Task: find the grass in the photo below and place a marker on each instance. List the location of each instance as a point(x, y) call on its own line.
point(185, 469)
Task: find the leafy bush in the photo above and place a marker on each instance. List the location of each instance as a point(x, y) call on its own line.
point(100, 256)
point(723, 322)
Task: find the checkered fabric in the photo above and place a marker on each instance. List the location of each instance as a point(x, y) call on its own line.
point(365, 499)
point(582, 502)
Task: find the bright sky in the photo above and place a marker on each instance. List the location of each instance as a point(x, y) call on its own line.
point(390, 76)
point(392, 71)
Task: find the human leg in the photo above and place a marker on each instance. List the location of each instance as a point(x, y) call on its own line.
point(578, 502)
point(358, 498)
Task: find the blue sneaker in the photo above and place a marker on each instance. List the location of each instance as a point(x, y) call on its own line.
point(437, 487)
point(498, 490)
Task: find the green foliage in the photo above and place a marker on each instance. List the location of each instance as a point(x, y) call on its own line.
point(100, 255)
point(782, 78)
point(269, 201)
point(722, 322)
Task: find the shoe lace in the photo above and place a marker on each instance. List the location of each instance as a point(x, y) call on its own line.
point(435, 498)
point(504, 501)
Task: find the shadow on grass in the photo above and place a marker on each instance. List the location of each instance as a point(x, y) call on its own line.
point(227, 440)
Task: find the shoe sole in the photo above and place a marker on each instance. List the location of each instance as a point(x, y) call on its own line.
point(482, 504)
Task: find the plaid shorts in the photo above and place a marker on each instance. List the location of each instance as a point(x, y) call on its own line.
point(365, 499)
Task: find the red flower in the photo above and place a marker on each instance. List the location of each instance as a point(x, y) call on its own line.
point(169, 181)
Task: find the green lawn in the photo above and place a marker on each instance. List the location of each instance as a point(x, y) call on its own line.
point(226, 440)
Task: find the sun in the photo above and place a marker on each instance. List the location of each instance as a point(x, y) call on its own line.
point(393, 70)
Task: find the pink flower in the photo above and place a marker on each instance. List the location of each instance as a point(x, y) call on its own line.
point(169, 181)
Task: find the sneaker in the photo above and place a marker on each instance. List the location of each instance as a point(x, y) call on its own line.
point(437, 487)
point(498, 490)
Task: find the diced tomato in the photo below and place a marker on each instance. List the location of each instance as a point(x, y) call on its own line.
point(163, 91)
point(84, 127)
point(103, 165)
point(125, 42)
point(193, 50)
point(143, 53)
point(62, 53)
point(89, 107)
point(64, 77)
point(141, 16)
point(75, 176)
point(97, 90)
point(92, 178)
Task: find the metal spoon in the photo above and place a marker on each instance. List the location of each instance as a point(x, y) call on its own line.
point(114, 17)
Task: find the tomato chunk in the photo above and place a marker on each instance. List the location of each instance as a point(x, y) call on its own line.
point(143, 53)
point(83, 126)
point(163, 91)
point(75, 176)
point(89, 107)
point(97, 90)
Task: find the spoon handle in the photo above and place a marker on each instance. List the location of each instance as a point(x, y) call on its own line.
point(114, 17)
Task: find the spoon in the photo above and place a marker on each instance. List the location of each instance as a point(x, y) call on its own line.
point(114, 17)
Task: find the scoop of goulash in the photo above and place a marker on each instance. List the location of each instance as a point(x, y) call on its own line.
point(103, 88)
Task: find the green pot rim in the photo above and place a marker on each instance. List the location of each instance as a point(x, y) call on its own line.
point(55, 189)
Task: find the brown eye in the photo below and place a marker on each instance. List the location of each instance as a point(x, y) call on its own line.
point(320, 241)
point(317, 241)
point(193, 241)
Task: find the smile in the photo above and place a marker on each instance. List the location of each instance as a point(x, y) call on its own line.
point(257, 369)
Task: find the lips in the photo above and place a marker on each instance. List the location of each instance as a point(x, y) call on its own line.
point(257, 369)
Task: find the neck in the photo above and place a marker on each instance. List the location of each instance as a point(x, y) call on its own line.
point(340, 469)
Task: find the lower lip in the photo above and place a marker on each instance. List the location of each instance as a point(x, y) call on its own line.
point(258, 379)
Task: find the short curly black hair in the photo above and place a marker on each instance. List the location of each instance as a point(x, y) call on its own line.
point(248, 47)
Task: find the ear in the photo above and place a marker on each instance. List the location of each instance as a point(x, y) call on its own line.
--------------------
# GOAL
Lay out the lines from the one containing "Task: find the pink" through the one containing "point(55, 189)", both included, as a Markdown table with the columns Index and Text. Number the rows in order, skip blank lines, and include no other lines.

# COMPLETE RESPONSE
| Index | Text |
|---|---|
| 1 | Task: find the pink flower in the photo above and place a marker on each instance. List the location of each instance as a point(x, y) call on its own line. |
| 2 | point(169, 181) |
| 3 | Task: find the sneaker in the photo above and place a marker on each instance. List the location of each instance as a point(x, y) call on its own line. |
| 4 | point(437, 487) |
| 5 | point(498, 490) |
| 6 | Task: find the diced tomato in the photo below and place a marker on each instance. List the location of each instance as a point(x, y) call on its own line. |
| 7 | point(163, 91) |
| 8 | point(84, 127) |
| 9 | point(103, 165) |
| 10 | point(125, 42) |
| 11 | point(193, 50) |
| 12 | point(143, 53) |
| 13 | point(62, 53) |
| 14 | point(89, 107) |
| 15 | point(64, 77) |
| 16 | point(141, 16) |
| 17 | point(75, 176) |
| 18 | point(97, 90) |
| 19 | point(92, 178) |
| 20 | Task: find the metal spoon in the photo above and place a marker on each instance. List the location of each instance as a point(x, y) call on its own line. |
| 21 | point(114, 17) |
| 22 | Task: find the tomato chunk in the photo above and place a marker on each instance. List the location of each instance as a point(x, y) call on its own line. |
| 23 | point(143, 53) |
| 24 | point(83, 126) |
| 25 | point(163, 91) |
| 26 | point(75, 176) |
| 27 | point(89, 107) |
| 28 | point(97, 90) |
| 29 | Task: find the spoon handle in the photo above and place a marker on each instance. List the location of each instance as a point(x, y) call on its own line. |
| 30 | point(114, 17) |
| 31 | Task: find the spoon in the photo above and place a marker on each instance. List the location of each instance as a point(x, y) call on its own line. |
| 32 | point(114, 17) |
| 33 | Task: find the scoop of goulash in the photo above and place a marker on each instance. List the location of each instance as a point(x, y) call on its own line. |
| 34 | point(103, 88) |
| 35 | Task: find the green pot rim in the photo above and place a marker on each instance. List the location of each instance as a point(x, y) call on its own line. |
| 36 | point(55, 189) |